* _What you are asked to do_:
Rewrite the lines below as a numbered list, skipping blank lines and leaving out the pictures.

* _Given records_:
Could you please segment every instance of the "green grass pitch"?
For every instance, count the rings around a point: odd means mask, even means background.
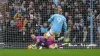
[[[0,49],[0,56],[100,56],[100,49]]]

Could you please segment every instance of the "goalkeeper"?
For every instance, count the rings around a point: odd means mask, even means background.
[[[62,9],[58,8],[57,12],[58,14],[52,15],[51,18],[48,20],[48,22],[50,22],[52,26],[50,30],[44,34],[44,44],[50,36],[55,35],[55,38],[58,38],[60,36],[62,28],[64,30],[64,33],[67,31],[66,18],[62,15]]]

* _Task output_:
1. Could you please segment every instance of the "green grass pitch"?
2. For every instance, count the rings around a point: odd means mask, even means background.
3. [[[0,49],[0,56],[100,56],[100,49]]]
4. Could you please segment every instance of the "goalkeeper"?
5. For every instance, count the rings around a point: odd means mask, even means background.
6. [[[62,9],[58,8],[57,12],[58,14],[52,15],[51,18],[48,20],[48,22],[50,22],[52,26],[50,30],[44,34],[44,44],[50,36],[55,35],[55,38],[58,38],[60,36],[62,28],[64,30],[64,33],[67,31],[66,18],[62,15]]]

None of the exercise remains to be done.